**EXERCISE DESCRIPTION**: Restate the stretch from "Malayan Cement recently" through "to shareholders’ approval." in the article on the Malayan Cement and YTL Cement deal, changing "ready-mixed concrete" to "premixed concrete".

**GIVEN PASSAGE**:

PETALING JAYA: The Malayan Cement Bhd-YTL Cement Bhd deal will potentially bolster Malayan Cement’s earnings while unlocking value for YTL Cement’s business.
This, against a backdrop of an improving cement sector, has prompted analysts to upgrade their calls on the companies.
Malayan Cement recently announced that it plans to buy the entire equity interest of YTL Cement’s companies and their subsidiaries which are involved in cement and ready-mixed concrete operations for RM5.16bil.
This will be satisfied via a combination of cash, new share issuances and new irredeemable convertible preference shares. However, the deal is subjected to shareholders’ approval.
In its report, MIDF Research which upgraded its call to “buy” for YTL Corp Bhd, which is YTL Cement’s parent company, and maintained its “buy” call for Malayan Cement, said the development is a positive for YTL Cement in that it potentially unlocks value in its businesses.
“Other potential catalysts include the YTL group’s 45%-owned 554MW shale-fired power plant which is due to come on-stream soon although we think YTL Power Bhd is a more leveraged play into this, ” it told clients.
In the report, MIDF pointed out that a valuation of RM5.16bil effectively values YTL Cement’s businesses at an estimated 14.7 times its FY21 earnings.
“More importantly, post-consolidation, we see potential value enhancement considering that Malayan Cement trades at one time its FY21 price to book value, which is a 69% premium against YTL’s group-wide price to book value of 0.6 times, ” it said.
For Malayan Cement, MIDF said the asset rationalisation exercise was a step further for the group to achieve greater operational synergies which could improve the financial performance of the group moving forward.
The acquiree companies have an aggregate revenue and profit after tax of RM1.47bil and RM176.1mil respectively for the six-month financial period ending Dec 31,2020 and have been profitable for the past three years, indicating a strong operational and financial profile, it pointed out.
“The profitability has been driven primarily by the higher demand for cement and improved average selling prices, coupled with lower costs of production.”
MIDF said it believes that continuous effective cost synergies and a steady revenue growth trajectory will be able to result in “exciting” earnings turnaround prospects for the group from FY21 onwards.
“Coupled with a potentially considerable domestic demand for the group’s products such as cement, concrete and construction aggregates from the continuation of mega public infra projects, we postulate that these developments would bode well for the group’s revenue and earnings moving forward, ” the research outfit said.
Likewise, in its report on Malayan Cement, AmInvestment Bank’s research unit said “post-exercise, we are more inclined to value the new entirety via an earnings-based valuation method versus the asset-based method currently used, given that it shall emerge a more profitable company.”
It maintained its view that the worst was behind the cement sector in Peninsular Malaysia.
AmInvestment, however, warned that the recovery in the cement sector will be gradual given the still weak outlook for its two main consuming industries, namely property and construction, which are still being weighed down by the lingering Covid-19 pandemic.

**SUPPLIED DATA**:

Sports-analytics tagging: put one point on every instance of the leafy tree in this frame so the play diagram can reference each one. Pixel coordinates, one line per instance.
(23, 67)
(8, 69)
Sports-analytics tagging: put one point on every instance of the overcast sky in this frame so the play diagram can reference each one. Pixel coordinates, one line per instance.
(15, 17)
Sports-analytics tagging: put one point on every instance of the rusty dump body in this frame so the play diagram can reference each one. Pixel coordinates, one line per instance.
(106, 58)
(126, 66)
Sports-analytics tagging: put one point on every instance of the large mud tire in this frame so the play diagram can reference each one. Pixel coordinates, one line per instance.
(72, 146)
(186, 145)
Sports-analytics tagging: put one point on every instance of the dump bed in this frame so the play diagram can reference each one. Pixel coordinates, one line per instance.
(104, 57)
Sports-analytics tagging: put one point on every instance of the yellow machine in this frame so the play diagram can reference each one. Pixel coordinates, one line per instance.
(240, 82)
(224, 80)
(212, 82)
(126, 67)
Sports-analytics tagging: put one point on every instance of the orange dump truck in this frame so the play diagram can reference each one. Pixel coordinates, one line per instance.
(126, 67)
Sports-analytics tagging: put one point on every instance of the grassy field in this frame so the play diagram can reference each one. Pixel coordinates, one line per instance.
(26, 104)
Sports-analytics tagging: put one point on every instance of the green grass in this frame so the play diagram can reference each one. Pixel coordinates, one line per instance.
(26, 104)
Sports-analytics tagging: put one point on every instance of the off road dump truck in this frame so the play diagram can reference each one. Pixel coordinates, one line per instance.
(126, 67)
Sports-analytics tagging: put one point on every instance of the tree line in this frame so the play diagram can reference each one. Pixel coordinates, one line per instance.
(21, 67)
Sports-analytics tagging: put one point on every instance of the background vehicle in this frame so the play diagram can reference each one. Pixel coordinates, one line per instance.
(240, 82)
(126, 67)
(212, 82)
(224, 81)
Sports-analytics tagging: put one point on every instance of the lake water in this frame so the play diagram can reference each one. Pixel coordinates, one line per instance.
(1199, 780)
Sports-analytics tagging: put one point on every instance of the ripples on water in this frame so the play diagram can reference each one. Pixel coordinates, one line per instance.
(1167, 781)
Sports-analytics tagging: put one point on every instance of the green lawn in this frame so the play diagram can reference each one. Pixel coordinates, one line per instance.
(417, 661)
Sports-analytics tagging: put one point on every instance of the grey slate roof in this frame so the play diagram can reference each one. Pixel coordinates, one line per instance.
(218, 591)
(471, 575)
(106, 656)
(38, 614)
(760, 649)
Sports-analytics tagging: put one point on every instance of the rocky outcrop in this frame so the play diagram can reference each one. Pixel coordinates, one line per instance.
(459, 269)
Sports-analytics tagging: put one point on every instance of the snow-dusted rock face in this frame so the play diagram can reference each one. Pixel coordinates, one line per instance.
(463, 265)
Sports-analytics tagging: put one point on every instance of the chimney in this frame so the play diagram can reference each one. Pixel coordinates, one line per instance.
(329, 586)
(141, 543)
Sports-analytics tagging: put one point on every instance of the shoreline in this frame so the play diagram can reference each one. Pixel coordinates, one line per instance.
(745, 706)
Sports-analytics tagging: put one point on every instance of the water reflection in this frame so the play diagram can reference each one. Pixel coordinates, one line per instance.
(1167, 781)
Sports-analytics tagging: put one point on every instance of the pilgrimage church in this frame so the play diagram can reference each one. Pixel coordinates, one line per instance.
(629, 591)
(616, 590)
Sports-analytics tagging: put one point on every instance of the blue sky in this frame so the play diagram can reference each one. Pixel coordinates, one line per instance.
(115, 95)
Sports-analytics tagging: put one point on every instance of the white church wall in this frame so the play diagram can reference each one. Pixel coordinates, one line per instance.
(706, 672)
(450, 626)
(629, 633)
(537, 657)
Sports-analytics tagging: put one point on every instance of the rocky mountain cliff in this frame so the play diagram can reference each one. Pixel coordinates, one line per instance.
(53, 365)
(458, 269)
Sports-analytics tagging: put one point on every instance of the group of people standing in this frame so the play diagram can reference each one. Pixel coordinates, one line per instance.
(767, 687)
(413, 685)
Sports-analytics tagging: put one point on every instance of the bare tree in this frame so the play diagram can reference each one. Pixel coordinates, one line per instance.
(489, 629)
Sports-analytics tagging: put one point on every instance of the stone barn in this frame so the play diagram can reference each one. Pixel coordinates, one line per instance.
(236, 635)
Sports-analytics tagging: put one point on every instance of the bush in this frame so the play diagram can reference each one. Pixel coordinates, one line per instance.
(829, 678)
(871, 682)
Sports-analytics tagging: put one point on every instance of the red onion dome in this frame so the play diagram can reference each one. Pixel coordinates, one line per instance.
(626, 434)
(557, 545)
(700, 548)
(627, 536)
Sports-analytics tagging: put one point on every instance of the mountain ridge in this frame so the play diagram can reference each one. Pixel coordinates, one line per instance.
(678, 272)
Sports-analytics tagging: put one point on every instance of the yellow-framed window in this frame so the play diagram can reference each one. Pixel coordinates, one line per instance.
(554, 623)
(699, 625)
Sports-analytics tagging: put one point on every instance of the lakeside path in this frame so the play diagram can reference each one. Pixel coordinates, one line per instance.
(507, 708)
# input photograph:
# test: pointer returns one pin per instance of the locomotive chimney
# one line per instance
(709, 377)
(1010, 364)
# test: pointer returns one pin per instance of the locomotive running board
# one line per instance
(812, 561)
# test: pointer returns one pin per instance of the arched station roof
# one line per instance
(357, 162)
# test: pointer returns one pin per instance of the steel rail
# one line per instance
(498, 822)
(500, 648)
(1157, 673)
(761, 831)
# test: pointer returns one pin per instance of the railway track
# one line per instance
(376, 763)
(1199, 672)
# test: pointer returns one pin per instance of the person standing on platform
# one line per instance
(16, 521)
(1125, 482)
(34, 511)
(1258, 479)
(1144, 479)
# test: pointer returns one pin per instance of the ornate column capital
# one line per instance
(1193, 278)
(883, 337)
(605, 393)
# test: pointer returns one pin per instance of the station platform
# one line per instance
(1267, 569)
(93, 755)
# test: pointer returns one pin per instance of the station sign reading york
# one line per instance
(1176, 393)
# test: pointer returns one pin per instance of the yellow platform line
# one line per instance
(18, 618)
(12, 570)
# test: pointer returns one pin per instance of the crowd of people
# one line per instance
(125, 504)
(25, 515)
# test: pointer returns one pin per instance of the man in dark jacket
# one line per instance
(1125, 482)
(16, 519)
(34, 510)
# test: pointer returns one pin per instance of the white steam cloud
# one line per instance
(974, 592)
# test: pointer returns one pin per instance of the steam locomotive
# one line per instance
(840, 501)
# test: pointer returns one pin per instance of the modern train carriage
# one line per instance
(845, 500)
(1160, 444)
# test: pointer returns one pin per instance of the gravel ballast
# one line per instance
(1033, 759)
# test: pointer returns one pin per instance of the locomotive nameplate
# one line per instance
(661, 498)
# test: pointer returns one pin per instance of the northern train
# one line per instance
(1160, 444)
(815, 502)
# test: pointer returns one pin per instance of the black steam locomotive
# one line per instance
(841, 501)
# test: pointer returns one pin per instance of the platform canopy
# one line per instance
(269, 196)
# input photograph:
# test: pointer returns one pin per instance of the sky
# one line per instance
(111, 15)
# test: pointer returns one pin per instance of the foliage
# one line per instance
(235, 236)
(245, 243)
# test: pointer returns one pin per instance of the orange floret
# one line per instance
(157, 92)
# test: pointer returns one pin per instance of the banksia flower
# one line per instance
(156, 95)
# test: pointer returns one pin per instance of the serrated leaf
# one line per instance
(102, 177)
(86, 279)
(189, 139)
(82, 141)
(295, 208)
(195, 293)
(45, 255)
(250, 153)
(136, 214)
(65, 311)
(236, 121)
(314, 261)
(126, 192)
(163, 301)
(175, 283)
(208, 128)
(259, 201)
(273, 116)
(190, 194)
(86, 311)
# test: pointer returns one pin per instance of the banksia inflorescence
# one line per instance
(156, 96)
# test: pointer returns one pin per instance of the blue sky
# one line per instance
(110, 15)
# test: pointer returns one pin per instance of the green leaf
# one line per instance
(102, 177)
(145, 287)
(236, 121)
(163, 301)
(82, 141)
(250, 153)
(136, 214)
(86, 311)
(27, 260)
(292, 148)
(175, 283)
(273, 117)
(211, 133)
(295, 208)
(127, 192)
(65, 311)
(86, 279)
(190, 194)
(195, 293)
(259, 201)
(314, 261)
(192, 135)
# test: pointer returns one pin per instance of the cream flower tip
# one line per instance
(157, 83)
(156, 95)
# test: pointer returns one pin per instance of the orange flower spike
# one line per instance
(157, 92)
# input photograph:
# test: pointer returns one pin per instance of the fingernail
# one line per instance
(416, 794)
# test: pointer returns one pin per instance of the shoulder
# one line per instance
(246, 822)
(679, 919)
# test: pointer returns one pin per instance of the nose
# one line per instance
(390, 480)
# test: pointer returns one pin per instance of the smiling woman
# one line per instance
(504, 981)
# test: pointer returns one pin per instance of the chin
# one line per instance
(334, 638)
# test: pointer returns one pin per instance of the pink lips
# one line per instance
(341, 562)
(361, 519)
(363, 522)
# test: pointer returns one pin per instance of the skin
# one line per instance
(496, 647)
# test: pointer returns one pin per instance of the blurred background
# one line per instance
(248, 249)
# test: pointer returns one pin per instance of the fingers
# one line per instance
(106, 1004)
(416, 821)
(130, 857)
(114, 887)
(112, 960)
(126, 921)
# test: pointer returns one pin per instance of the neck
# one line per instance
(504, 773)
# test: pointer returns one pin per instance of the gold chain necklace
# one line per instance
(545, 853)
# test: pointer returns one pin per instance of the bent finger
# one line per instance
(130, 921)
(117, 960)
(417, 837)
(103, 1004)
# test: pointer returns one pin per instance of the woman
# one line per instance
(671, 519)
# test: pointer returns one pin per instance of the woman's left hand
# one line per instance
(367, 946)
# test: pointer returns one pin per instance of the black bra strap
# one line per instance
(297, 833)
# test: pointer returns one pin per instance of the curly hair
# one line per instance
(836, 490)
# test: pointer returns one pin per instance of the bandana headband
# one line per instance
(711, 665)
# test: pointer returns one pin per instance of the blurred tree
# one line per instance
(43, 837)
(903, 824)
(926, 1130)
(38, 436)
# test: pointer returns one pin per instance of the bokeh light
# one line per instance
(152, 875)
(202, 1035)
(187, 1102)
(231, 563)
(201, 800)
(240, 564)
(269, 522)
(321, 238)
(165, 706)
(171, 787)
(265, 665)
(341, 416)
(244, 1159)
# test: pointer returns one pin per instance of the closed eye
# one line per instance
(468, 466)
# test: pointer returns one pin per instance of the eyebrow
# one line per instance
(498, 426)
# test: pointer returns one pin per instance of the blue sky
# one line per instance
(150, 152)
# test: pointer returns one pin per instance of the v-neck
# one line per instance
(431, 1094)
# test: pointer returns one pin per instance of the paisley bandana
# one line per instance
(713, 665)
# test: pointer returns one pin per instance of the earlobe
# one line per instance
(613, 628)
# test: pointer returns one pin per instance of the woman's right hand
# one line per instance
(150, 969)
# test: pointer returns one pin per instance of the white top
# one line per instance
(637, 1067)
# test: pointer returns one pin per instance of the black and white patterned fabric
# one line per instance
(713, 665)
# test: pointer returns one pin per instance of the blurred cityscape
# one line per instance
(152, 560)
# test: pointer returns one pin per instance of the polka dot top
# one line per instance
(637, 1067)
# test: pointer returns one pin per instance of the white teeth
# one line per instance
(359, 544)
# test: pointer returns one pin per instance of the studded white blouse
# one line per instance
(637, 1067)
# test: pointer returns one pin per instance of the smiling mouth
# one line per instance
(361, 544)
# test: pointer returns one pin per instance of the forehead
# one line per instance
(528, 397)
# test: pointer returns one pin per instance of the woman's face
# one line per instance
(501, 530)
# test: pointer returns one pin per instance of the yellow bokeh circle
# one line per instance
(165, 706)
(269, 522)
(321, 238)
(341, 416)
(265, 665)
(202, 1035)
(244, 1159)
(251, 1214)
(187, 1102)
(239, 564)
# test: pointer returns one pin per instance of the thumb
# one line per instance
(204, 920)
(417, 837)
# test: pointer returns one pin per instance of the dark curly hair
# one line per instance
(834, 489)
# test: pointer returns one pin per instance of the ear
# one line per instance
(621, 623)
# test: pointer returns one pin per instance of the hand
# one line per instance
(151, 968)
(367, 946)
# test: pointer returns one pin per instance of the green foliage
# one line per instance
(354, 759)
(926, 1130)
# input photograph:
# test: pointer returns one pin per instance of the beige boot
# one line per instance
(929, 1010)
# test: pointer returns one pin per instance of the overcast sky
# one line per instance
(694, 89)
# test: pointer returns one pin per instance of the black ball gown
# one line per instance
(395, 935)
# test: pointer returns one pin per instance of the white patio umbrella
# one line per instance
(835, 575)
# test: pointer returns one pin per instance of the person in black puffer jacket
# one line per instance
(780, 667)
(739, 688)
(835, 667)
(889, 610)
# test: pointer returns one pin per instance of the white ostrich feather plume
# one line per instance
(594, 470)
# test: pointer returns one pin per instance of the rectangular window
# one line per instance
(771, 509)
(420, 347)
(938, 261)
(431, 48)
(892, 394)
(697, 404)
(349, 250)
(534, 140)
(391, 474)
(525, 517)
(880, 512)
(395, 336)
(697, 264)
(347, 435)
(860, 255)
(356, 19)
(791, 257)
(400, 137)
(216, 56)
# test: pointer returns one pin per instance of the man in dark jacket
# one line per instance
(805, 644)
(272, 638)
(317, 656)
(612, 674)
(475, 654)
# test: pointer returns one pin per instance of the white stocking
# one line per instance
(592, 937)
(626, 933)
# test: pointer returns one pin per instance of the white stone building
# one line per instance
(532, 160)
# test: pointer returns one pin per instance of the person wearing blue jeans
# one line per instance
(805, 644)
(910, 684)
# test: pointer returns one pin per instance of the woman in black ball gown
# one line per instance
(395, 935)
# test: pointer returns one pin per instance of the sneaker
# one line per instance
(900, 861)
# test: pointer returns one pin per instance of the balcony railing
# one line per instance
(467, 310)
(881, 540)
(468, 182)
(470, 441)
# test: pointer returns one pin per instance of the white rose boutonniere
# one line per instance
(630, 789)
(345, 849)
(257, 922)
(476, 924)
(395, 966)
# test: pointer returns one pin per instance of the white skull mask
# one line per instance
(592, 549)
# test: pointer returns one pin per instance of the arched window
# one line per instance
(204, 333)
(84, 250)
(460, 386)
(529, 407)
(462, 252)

**EXERCISE RESULT**:
Malayan Cement recently announced that it plans to buy the entire equity interest of YTL Cement’s companies and their subsidiaries which are involved in cement and premixed concrete operations for RM5.16bil.
This will be satisfied via a combination of cash, new share issuances and new irredeemable convertible preference shares. However, the deal is subjected to shareholders’ approval.